BEGIN EXERCISE MATERIAL
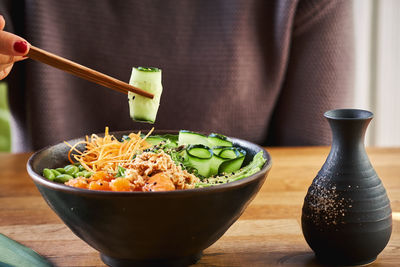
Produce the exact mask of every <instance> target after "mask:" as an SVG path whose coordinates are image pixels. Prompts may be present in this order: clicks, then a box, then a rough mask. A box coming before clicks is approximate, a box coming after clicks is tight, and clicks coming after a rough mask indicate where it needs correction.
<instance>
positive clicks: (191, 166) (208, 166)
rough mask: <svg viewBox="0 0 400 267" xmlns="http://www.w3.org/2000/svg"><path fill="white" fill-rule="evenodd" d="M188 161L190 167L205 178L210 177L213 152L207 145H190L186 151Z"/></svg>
mask: <svg viewBox="0 0 400 267" xmlns="http://www.w3.org/2000/svg"><path fill="white" fill-rule="evenodd" d="M186 155H187V161H188V165H189V166H190V167H193V168H195V169H196V170H197V172H198V174H200V175H201V176H204V177H208V176H209V175H210V164H211V158H212V156H213V153H212V150H211V149H210V148H209V147H207V146H205V145H201V144H199V145H190V146H189V147H188V148H187V149H186Z"/></svg>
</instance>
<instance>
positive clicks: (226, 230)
mask: <svg viewBox="0 0 400 267" xmlns="http://www.w3.org/2000/svg"><path fill="white" fill-rule="evenodd" d="M127 133H128V132H115V133H112V134H114V136H116V137H117V138H120V137H122V135H123V134H127ZM156 133H158V134H161V133H166V132H165V131H164V132H156ZM168 133H171V132H168ZM175 133H176V132H175ZM82 139H83V138H79V139H74V140H71V141H68V142H69V143H70V144H74V143H75V142H78V141H80V140H82ZM232 140H233V142H234V144H235V145H239V146H240V147H242V148H243V149H245V150H246V151H247V158H246V160H245V163H246V161H247V162H248V161H249V160H250V159H251V157H253V156H254V155H255V154H256V153H257V152H259V151H261V150H262V151H263V153H264V157H265V158H266V159H267V162H266V164H265V165H264V167H263V168H262V169H261V170H260V171H259V172H257V173H256V174H254V175H252V176H250V177H248V178H245V179H242V180H239V181H235V182H232V183H228V184H223V185H218V186H213V187H207V188H198V189H187V190H176V191H166V192H109V191H91V190H86V189H80V188H74V187H69V186H66V185H63V184H59V183H55V182H51V181H49V180H47V179H45V178H44V177H43V176H42V175H41V173H42V170H43V169H44V168H56V167H61V166H65V165H66V164H67V163H68V159H67V152H68V151H69V147H68V146H66V145H65V144H64V143H60V144H57V145H54V146H51V147H47V148H44V149H42V150H40V151H38V152H36V153H35V154H33V155H32V157H31V158H30V159H29V161H28V164H27V169H28V173H29V175H30V176H31V177H32V179H33V181H34V183H35V184H36V186H37V188H38V189H39V191H40V193H41V194H42V196H43V198H44V199H45V200H46V202H47V204H48V205H49V206H50V207H51V208H52V209H53V210H54V211H55V212H56V213H57V215H58V216H59V217H60V218H61V219H62V220H63V221H64V223H65V224H66V225H67V226H68V227H69V228H70V229H71V230H72V231H73V232H74V233H75V234H76V235H77V236H78V237H80V238H81V239H83V240H84V241H85V242H86V243H88V244H89V245H90V246H92V247H93V248H95V249H96V250H98V251H99V252H100V253H101V258H102V260H103V261H104V263H106V264H108V265H111V266H134V265H135V266H136V265H156V266H160V265H169V266H184V265H189V264H192V263H195V262H196V261H197V260H198V259H200V257H201V255H202V251H203V250H204V249H205V248H207V247H209V246H210V245H212V244H213V243H214V242H215V241H217V240H218V239H219V238H220V237H221V236H222V235H223V234H224V233H225V232H226V231H227V230H228V228H229V227H230V226H231V225H232V224H233V223H234V222H235V221H236V220H237V219H238V218H239V216H240V215H241V214H242V213H243V211H244V210H245V209H246V207H247V205H248V204H249V203H250V201H251V200H252V199H253V198H254V197H255V195H256V193H257V192H258V191H259V189H260V187H261V186H262V185H263V183H264V181H265V179H266V177H267V174H268V172H269V170H270V168H271V158H270V155H269V154H268V153H267V152H266V151H265V150H263V149H262V148H261V147H259V146H257V145H255V144H252V143H250V142H248V141H244V140H240V139H236V138H232Z"/></svg>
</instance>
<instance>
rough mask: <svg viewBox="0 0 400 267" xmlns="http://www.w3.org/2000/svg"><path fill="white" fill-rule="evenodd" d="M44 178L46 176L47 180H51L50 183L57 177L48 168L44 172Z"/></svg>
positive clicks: (50, 170)
mask: <svg viewBox="0 0 400 267" xmlns="http://www.w3.org/2000/svg"><path fill="white" fill-rule="evenodd" d="M43 176H44V177H45V178H46V179H49V180H50V181H53V180H54V178H55V177H56V176H55V175H54V173H53V172H52V171H51V170H50V169H48V168H45V169H44V170H43Z"/></svg>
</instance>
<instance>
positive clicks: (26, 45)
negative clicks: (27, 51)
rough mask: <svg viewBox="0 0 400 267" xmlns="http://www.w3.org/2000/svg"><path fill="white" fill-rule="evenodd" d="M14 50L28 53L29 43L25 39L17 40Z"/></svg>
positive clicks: (14, 43) (18, 51)
mask: <svg viewBox="0 0 400 267" xmlns="http://www.w3.org/2000/svg"><path fill="white" fill-rule="evenodd" d="M14 50H15V51H16V52H18V53H22V54H24V53H26V50H28V43H27V42H25V41H17V42H15V43H14Z"/></svg>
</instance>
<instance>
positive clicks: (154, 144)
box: [146, 135, 165, 146]
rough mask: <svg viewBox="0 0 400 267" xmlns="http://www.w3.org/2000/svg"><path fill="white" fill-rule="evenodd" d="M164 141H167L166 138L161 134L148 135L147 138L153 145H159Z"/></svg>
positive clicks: (147, 139) (149, 143)
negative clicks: (147, 136)
mask: <svg viewBox="0 0 400 267" xmlns="http://www.w3.org/2000/svg"><path fill="white" fill-rule="evenodd" d="M162 141H165V139H164V138H162V137H161V136H159V135H151V136H148V137H147V138H146V142H147V143H149V144H151V145H153V146H155V145H158V144H159V143H161V142H162Z"/></svg>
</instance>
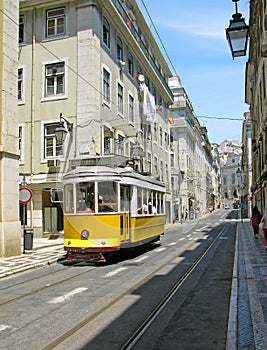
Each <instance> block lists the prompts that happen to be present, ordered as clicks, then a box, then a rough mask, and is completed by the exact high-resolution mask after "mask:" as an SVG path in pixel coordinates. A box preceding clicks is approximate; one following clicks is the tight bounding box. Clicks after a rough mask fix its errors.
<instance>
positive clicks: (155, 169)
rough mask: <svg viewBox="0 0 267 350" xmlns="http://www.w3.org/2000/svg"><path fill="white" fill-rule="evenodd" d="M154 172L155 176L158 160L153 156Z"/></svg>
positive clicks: (157, 168) (157, 165) (156, 174)
mask: <svg viewBox="0 0 267 350" xmlns="http://www.w3.org/2000/svg"><path fill="white" fill-rule="evenodd" d="M154 171H155V175H157V174H158V158H157V157H156V156H155V157H154Z"/></svg>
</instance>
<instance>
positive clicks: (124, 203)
mask: <svg viewBox="0 0 267 350" xmlns="http://www.w3.org/2000/svg"><path fill="white" fill-rule="evenodd" d="M130 200H131V199H130V188H129V187H125V186H120V211H129V210H130Z"/></svg>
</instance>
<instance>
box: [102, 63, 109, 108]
mask: <svg viewBox="0 0 267 350" xmlns="http://www.w3.org/2000/svg"><path fill="white" fill-rule="evenodd" d="M103 98H104V100H105V101H106V102H108V103H110V73H109V72H108V71H107V70H106V69H105V68H104V69H103Z"/></svg>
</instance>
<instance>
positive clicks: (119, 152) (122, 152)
mask: <svg viewBox="0 0 267 350" xmlns="http://www.w3.org/2000/svg"><path fill="white" fill-rule="evenodd" d="M117 153H118V154H119V155H120V156H124V137H123V136H122V135H118V139H117Z"/></svg>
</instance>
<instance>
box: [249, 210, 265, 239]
mask: <svg viewBox="0 0 267 350" xmlns="http://www.w3.org/2000/svg"><path fill="white" fill-rule="evenodd" d="M261 218H262V216H261V213H260V211H259V209H258V207H257V206H256V205H255V206H254V207H253V209H252V216H251V220H250V221H251V225H252V227H253V233H254V238H256V239H258V237H259V224H260V222H261ZM266 229H267V217H266Z"/></svg>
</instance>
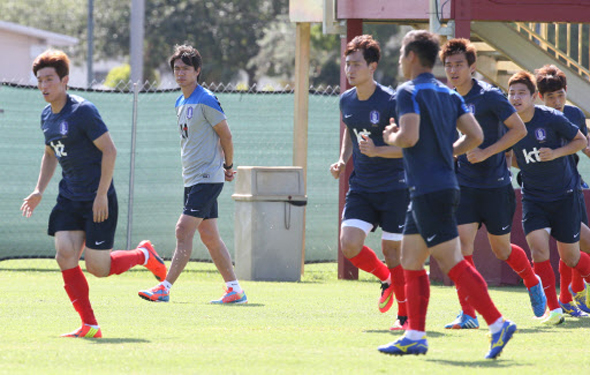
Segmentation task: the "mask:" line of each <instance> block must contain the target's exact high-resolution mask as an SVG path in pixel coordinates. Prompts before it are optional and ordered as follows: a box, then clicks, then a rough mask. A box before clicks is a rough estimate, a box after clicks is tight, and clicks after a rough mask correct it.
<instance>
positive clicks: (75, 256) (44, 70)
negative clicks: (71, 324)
mask: <svg viewBox="0 0 590 375" xmlns="http://www.w3.org/2000/svg"><path fill="white" fill-rule="evenodd" d="M69 66H70V60H69V58H68V56H67V55H66V54H65V53H63V52H62V51H57V50H48V51H46V52H44V53H42V54H41V55H39V56H38V57H37V58H36V59H35V61H34V63H33V73H34V74H35V76H36V77H37V82H38V87H39V90H40V91H41V93H42V94H43V98H44V99H45V101H46V102H47V103H49V105H47V106H46V107H45V109H43V112H42V113H41V129H42V130H43V135H44V136H45V153H44V154H43V158H42V159H41V169H40V172H39V179H38V181H37V186H36V187H35V190H34V191H33V192H32V193H31V194H30V195H29V196H28V197H26V198H25V199H24V202H23V204H22V206H21V210H22V211H23V215H24V216H26V217H30V216H31V215H32V214H33V211H34V210H35V208H36V207H37V206H38V205H39V203H40V202H41V199H42V197H43V193H44V191H45V189H46V188H47V185H48V184H49V181H50V180H51V177H52V176H53V174H54V172H55V169H56V167H57V164H58V163H59V165H60V166H61V169H62V180H61V181H60V183H59V195H58V196H57V204H56V205H55V207H54V208H53V210H52V212H51V215H50V216H49V226H48V234H49V235H50V236H54V237H55V249H56V255H55V259H56V261H57V264H58V265H59V267H60V269H61V273H62V277H63V280H64V284H65V285H64V288H65V290H66V293H67V294H68V297H69V298H70V301H72V305H73V306H74V309H75V310H76V311H77V312H78V314H79V315H80V318H81V319H82V326H81V327H80V328H79V329H77V330H75V331H73V332H71V333H66V334H63V335H62V337H94V338H99V337H102V331H101V329H100V327H99V325H98V322H97V320H96V317H95V316H94V312H93V310H92V306H91V304H90V299H89V290H88V282H87V280H86V277H85V276H84V273H83V272H82V269H81V268H80V266H79V260H80V257H81V256H82V253H84V260H85V262H86V269H87V270H88V272H90V273H91V274H93V275H94V276H96V277H107V276H110V275H112V274H117V275H119V274H121V273H123V272H125V271H127V270H128V269H130V268H131V267H133V266H136V265H138V264H141V265H144V266H145V267H146V268H148V269H149V270H150V271H151V272H152V273H153V274H154V276H155V277H156V278H157V279H158V280H164V278H165V277H166V266H165V265H164V262H163V261H162V259H160V257H159V256H158V254H157V253H156V251H155V250H154V248H153V246H152V245H151V243H150V241H142V242H140V243H139V245H138V247H137V248H136V249H135V250H129V251H114V252H111V250H112V249H113V244H114V240H115V229H116V227H117V215H118V206H117V195H116V192H115V186H114V184H113V171H114V168H115V159H116V156H117V150H116V148H115V144H114V143H113V140H112V139H111V136H110V134H109V132H108V129H107V127H106V125H105V124H104V122H103V121H102V118H101V117H100V114H99V113H98V110H97V109H96V107H95V106H94V105H93V104H92V103H90V102H89V101H87V100H85V99H83V98H81V97H79V96H75V95H70V94H68V92H67V89H68V80H69Z"/></svg>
END EXERCISE MATERIAL
# [ACTION ITEM]
Put the lines from the one containing "141H167L166 138L161 134L148" through the one containing "positive clicks: (147, 139) (149, 143)" into a numbered list, leaving out any blank lines.

# [WRITTEN REPLY]
1. rough mask: <svg viewBox="0 0 400 267" xmlns="http://www.w3.org/2000/svg"><path fill="white" fill-rule="evenodd" d="M164 141H167L166 138L161 134L148 135L147 138L153 145H159Z"/></svg>
2. positive clicks: (147, 139) (149, 143)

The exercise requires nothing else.